= THE EXERCISE =
Output every line of the listing below as a Markdown table with two columns, "No." for the row number and "Line" for the text, and leave out blank lines.

Unprocessed listing
● ● ●

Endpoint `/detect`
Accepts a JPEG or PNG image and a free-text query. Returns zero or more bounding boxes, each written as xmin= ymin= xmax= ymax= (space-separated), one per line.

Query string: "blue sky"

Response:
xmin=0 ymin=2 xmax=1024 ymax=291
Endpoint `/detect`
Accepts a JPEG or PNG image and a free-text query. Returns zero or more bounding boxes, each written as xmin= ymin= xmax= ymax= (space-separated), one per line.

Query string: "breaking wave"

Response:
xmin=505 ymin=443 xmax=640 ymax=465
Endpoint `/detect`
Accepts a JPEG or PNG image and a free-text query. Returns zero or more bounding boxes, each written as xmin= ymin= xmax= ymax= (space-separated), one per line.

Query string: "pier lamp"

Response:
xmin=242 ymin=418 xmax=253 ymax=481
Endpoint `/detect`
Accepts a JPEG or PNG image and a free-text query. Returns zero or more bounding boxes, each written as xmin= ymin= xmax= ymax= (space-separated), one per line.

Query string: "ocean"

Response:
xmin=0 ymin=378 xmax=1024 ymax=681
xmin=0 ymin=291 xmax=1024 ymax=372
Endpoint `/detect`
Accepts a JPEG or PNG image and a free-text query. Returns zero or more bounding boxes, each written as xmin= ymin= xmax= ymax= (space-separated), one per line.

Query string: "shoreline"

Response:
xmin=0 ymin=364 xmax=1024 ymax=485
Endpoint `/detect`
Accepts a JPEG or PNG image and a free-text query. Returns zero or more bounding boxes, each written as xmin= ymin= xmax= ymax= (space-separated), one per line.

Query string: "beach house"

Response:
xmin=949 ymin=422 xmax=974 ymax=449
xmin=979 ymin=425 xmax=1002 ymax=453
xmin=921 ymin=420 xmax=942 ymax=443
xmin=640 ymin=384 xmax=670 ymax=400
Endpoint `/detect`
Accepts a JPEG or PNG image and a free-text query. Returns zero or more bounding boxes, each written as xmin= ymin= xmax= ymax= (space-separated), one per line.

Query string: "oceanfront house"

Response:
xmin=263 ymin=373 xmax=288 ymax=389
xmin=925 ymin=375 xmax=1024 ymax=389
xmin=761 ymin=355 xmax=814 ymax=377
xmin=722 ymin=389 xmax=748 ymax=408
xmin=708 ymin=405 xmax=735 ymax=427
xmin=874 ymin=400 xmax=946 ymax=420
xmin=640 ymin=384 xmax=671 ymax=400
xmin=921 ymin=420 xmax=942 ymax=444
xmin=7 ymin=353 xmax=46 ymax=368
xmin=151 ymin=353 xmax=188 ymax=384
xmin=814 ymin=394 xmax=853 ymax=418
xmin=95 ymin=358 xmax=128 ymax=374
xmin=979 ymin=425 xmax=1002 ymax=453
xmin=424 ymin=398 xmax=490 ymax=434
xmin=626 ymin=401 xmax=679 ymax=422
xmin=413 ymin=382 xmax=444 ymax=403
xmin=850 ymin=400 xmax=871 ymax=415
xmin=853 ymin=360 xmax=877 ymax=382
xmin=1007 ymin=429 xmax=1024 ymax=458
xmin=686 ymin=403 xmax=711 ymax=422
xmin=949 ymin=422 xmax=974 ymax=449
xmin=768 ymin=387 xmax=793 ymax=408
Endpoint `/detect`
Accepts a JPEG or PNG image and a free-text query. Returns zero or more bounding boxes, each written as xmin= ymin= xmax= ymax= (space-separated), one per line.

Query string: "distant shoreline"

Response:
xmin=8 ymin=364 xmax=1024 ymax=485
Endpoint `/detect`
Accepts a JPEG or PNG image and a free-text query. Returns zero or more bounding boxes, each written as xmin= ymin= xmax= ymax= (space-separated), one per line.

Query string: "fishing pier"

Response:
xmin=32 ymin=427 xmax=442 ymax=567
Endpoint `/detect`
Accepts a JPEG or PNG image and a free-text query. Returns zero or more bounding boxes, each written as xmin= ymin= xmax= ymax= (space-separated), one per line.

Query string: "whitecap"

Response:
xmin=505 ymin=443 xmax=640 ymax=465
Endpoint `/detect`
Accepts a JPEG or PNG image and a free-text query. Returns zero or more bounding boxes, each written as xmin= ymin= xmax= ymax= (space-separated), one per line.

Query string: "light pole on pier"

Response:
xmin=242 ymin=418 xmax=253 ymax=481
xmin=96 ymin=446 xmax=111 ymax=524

● ● ●

= THE OUTPUT =
| No. | Line |
|---|---|
| 1 | Endpoint `/detect` |
| 2 | Accepts a JPEG or PNG image and a free-text query. Returns zero or more bounding boxes, each written as xmin= ymin= xmax= ymax= (space-separated), one per line. |
| 3 | Query string: "blue sky" |
| 4 | Response: |
| 5 | xmin=0 ymin=2 xmax=1024 ymax=291 |
| 6 | Endpoint `/detect` |
| 7 | Accepts a JPEG or PNG image and a free-text query. Returns zero or more bounding boxes, each written as xmin= ymin= xmax= ymax= (space-separated), one per line. |
| 8 | Query string: "breaking wave" |
| 9 | Response: |
| 10 | xmin=505 ymin=443 xmax=640 ymax=465 |
| 11 | Endpoint `/detect` |
| 12 | Accepts a JPEG or PNG image and a free-text query. Returns zero or more bounding boxes, each written as xmin= ymin= xmax= ymax= (space-separated), one per line. |
| 13 | Query string: "pier lamp" |
| 14 | Response: |
| 15 | xmin=242 ymin=418 xmax=253 ymax=481 |
| 16 | Endpoint `/detect` |
| 17 | Accepts a JPEG or PNG image and a free-text query. Returns zero or more bounding boxes, each written as xmin= ymin= xmax= ymax= (space-separated), one per line. |
| 18 | Query string: "ocean" |
| 19 | Response: |
| 20 | xmin=0 ymin=378 xmax=1024 ymax=681 |
| 21 | xmin=0 ymin=291 xmax=1024 ymax=372 |
| 22 | Endpoint `/detect` |
| 23 | Accepts a JPEG or PNG image and a free-text query. Returns zero or more bounding boxes, each written as xmin= ymin= xmax= ymax= (space-separated), one per line. |
| 24 | Query string: "shoreline" |
| 25 | Response: |
| 26 | xmin=0 ymin=364 xmax=1024 ymax=485 |
| 27 | Endpoint `/detect` |
| 28 | Accepts a JPEG or PNG image and a free-text query. Returns zero or more bounding boxes, each written as xmin= ymin= xmax= ymax= (space-separated), one per line. |
| 29 | Query string: "beach house" |
| 30 | Response: |
| 31 | xmin=949 ymin=422 xmax=974 ymax=449 |
| 32 | xmin=979 ymin=425 xmax=1002 ymax=453 |
| 33 | xmin=921 ymin=420 xmax=942 ymax=443 |
| 34 | xmin=640 ymin=384 xmax=670 ymax=400 |
| 35 | Endpoint `/detect` |
| 36 | Accepts a JPEG or PNG image and a free-text query. Returns zero or more bounding boxes, each written as xmin= ymin= xmax= ymax= (space-separated), one per line. |
| 37 | Query string: "oceanfront house" |
| 38 | Response: |
| 39 | xmin=263 ymin=373 xmax=288 ymax=389 |
| 40 | xmin=925 ymin=375 xmax=1024 ymax=389 |
| 41 | xmin=761 ymin=355 xmax=814 ymax=377 |
| 42 | xmin=722 ymin=389 xmax=748 ymax=408 |
| 43 | xmin=708 ymin=405 xmax=735 ymax=427 |
| 44 | xmin=874 ymin=400 xmax=946 ymax=420 |
| 45 | xmin=640 ymin=384 xmax=671 ymax=400 |
| 46 | xmin=921 ymin=420 xmax=942 ymax=444 |
| 47 | xmin=7 ymin=353 xmax=46 ymax=368 |
| 48 | xmin=151 ymin=353 xmax=188 ymax=384 |
| 49 | xmin=814 ymin=394 xmax=853 ymax=418 |
| 50 | xmin=95 ymin=358 xmax=128 ymax=374 |
| 51 | xmin=979 ymin=425 xmax=1002 ymax=453 |
| 52 | xmin=424 ymin=398 xmax=490 ymax=434 |
| 53 | xmin=626 ymin=401 xmax=679 ymax=422 |
| 54 | xmin=413 ymin=382 xmax=444 ymax=403 |
| 55 | xmin=850 ymin=400 xmax=871 ymax=415 |
| 56 | xmin=853 ymin=360 xmax=877 ymax=382 |
| 57 | xmin=1007 ymin=429 xmax=1024 ymax=458 |
| 58 | xmin=686 ymin=403 xmax=711 ymax=422 |
| 59 | xmin=949 ymin=422 xmax=974 ymax=449 |
| 60 | xmin=768 ymin=387 xmax=793 ymax=408 |
| 61 | Endpoint `/detect` |
| 62 | Accepts a JPEG or PNG image and a free-text query. Returns zero or more bounding boxes, each written as xmin= ymin= xmax= ymax= (space-separated), one per line. |
| 63 | Query string: "distant shoreline" |
| 64 | Response: |
| 65 | xmin=8 ymin=364 xmax=1024 ymax=485 |
| 66 | Endpoint `/detect` |
| 67 | Accepts a JPEG or PNG image and a free-text query. Returns zero or more bounding boxes, each written as xmin= ymin= xmax= ymax= (space-separated), one per line. |
| 68 | Query string: "fishing pier" |
| 69 | Response: |
| 70 | xmin=32 ymin=427 xmax=442 ymax=567 |
| 71 | Endpoint `/detect` |
| 72 | Accepts a JPEG or PNG image and a free-text query. Returns zero or more bounding boxes, each written as xmin= ymin= xmax= ymax= (space-separated), one per line. |
| 73 | Query string: "whitecap" |
| 74 | Response: |
| 75 | xmin=505 ymin=443 xmax=640 ymax=465 |
| 76 | Endpoint `/detect` |
| 77 | Accepts a JPEG or PNG image and a free-text query. Returns zero or more bounding boxes, each written as xmin= ymin= xmax= ymax= (space-separated), one per line. |
| 78 | Query string: "light pole on pier" |
| 79 | Response: |
| 80 | xmin=242 ymin=418 xmax=253 ymax=481 |
| 81 | xmin=96 ymin=446 xmax=111 ymax=524 |